___ AVAILABLE RECORDS ___
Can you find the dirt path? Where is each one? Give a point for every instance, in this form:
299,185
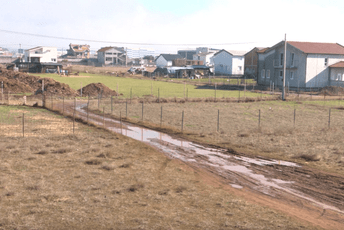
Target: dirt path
305,193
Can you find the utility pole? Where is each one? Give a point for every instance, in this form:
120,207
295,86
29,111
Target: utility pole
284,67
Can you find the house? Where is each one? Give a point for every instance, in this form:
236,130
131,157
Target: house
41,54
308,64
79,51
251,62
112,56
230,63
187,54
164,60
206,58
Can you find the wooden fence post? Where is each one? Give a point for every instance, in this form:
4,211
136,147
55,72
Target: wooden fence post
218,120
182,120
23,123
161,117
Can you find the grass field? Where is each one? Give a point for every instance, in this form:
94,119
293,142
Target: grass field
316,138
144,87
94,179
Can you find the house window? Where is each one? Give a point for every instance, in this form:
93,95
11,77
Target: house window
281,59
292,59
291,75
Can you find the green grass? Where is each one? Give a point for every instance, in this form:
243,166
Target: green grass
142,87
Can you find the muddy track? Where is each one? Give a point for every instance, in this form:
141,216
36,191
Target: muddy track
309,194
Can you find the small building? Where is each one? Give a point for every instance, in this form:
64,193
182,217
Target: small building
308,64
251,62
112,56
229,63
78,51
336,74
187,54
164,60
41,54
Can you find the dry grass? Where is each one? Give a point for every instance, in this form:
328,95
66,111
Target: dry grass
311,141
100,180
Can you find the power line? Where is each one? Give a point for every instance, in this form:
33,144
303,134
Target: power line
128,43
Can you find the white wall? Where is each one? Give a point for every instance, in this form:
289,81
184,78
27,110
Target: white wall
317,73
223,63
46,54
161,62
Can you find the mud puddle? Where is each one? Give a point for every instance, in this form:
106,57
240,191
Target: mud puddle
278,179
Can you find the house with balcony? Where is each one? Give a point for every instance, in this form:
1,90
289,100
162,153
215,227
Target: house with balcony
308,64
112,56
41,54
229,62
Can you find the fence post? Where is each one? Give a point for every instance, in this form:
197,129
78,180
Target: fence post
23,123
111,104
131,94
161,117
120,119
294,117
126,108
142,111
218,120
215,90
182,120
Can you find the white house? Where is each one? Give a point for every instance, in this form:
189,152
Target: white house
111,56
205,57
164,60
41,54
229,62
308,64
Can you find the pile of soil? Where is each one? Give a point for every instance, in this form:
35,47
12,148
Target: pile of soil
94,89
16,82
332,91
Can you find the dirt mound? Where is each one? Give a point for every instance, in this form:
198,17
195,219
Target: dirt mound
332,91
15,82
94,89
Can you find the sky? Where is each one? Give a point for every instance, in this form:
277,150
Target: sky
168,26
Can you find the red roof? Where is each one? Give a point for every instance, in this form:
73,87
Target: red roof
338,65
318,48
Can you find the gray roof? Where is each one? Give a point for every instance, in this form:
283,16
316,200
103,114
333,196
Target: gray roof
171,57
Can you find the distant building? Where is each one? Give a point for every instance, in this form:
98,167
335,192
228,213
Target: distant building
251,62
229,63
79,51
112,56
308,65
164,60
139,53
187,54
41,54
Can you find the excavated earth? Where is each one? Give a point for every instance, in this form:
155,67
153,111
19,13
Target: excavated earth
16,82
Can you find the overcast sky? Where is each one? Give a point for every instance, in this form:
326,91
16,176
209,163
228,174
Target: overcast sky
227,24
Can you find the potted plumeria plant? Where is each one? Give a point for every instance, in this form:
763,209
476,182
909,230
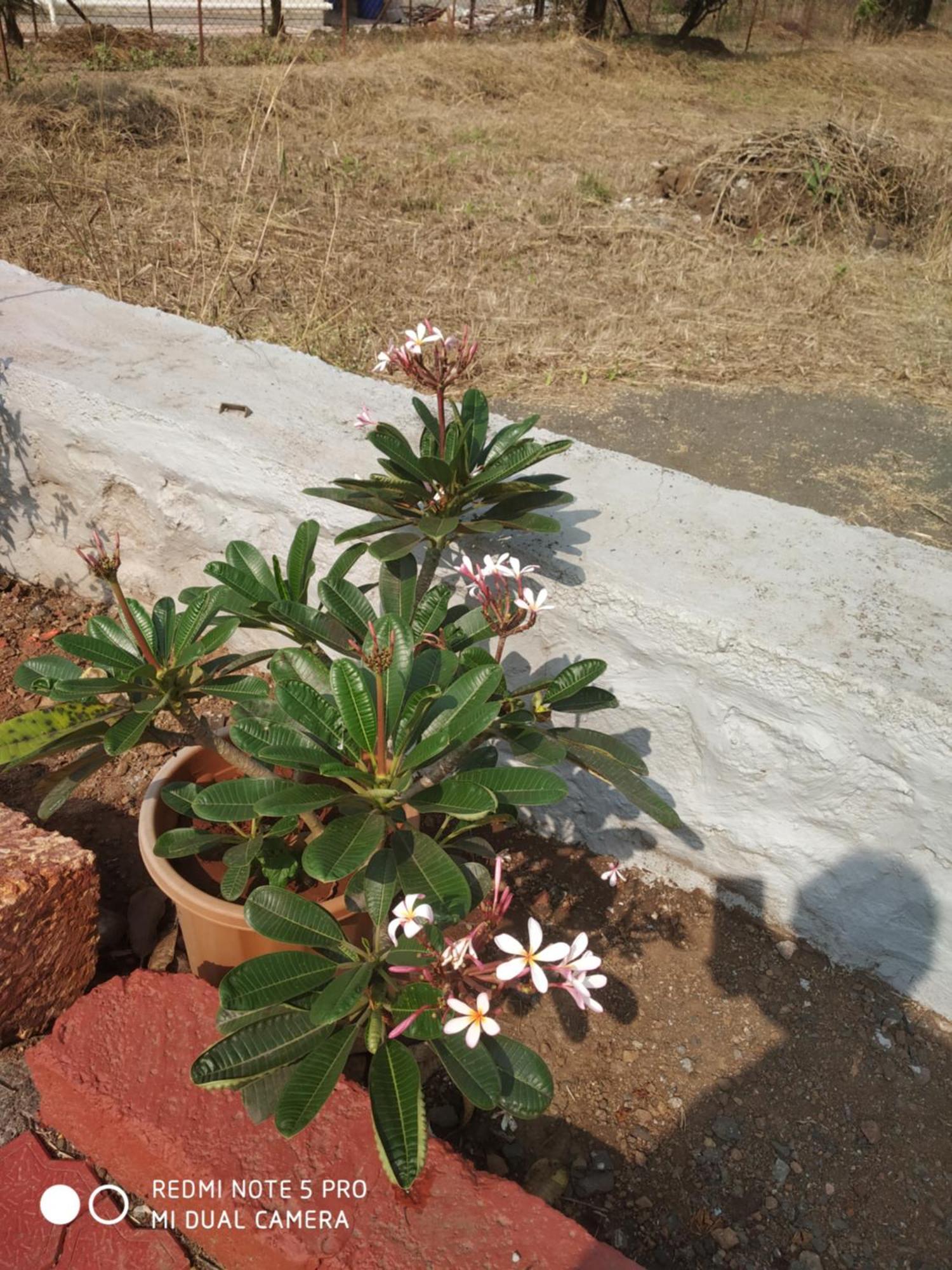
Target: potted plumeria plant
340,812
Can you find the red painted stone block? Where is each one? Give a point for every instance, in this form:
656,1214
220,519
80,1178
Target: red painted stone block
31,1243
114,1079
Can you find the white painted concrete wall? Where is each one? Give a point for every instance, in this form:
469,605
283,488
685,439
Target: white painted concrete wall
788,675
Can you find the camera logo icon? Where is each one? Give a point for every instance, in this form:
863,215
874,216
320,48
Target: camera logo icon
62,1205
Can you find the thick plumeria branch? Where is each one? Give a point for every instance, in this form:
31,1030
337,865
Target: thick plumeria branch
432,363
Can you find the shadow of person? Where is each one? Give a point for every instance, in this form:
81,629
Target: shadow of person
816,1137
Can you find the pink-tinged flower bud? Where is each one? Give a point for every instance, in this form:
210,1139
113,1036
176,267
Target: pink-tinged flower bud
100,562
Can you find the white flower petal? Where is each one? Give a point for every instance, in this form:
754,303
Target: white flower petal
456,1026
511,971
539,979
510,944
___
YOUR TASK: Rewrite the lines starting with the one containing "Can you find the red painted" and going on through the final line, requests included. Offset every coordinate in the answers by +142, and leave the coordinates inside the requests unchanged.

REPLY TO THE EXERCISE:
Can you find the red painted stone block? Where is each one? Give a point for every instance, in this form:
656,1214
220,519
80,1178
Target: red painted stone block
173,1385
256,1221
Can you find the white painted concrete wall? Where is each one? Give a point for every instance, in this form:
469,605
283,488
685,439
Target: white painted concrete wall
930,817
Can you find the camera logo icon? Where is each one? Give a point for every instance, in this form:
863,215
874,216
320,48
Target: camera logo icon
204,1347
Can you find the thick plumeria branch? Where is each one? Give a point for every instance, in this form:
31,1030
337,865
Target: thick plumeria branch
574,505
Can you find the shadow of person? Where is each one? Give a point for every instance, in this form:
81,629
Target: shadow of person
958,1279
Can you find the pink-tinged flower bud? Where is each one? Give a point for every instance, in this form:
210,1139
113,1036
176,267
Target: pink-tinged flower bud
242,704
Can you find the white flower petal? Where is each one? Give a point for every instance, in this form:
754,303
Target: white flower petal
598,1168
653,1113
681,1121
652,1086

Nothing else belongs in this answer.